───── Listed entries ─────

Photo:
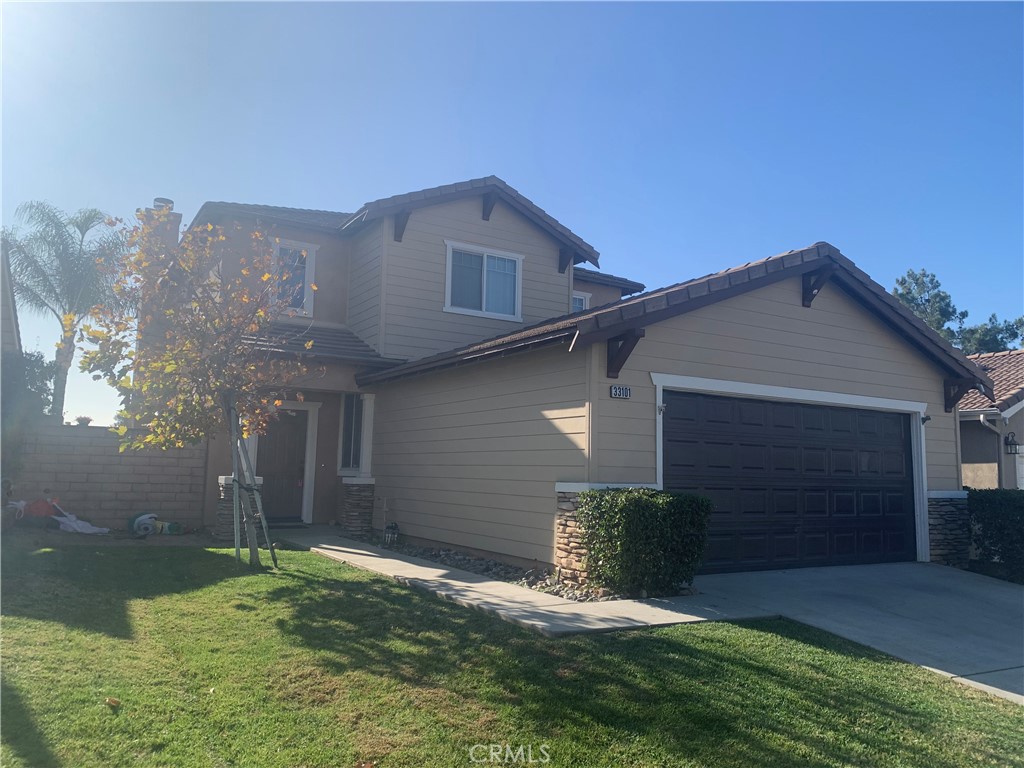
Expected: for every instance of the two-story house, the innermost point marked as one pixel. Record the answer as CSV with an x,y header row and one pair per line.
x,y
478,371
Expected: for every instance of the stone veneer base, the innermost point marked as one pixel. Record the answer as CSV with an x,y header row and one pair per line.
x,y
949,530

─────

Set down every line of the material above verbatim, omitting the pictures.

- Answer to the exercise -
Photo:
Expected: for every instance of the two-story house, the innermost point marked as one pixel. Record the answer as CSV with an x,y header row and one pair per line.
x,y
478,371
Expected: for every instance of the stone veneer base, the innermost point marked as one pixel. Record the answer as CSV with an x,y header row and one pair per line.
x,y
949,530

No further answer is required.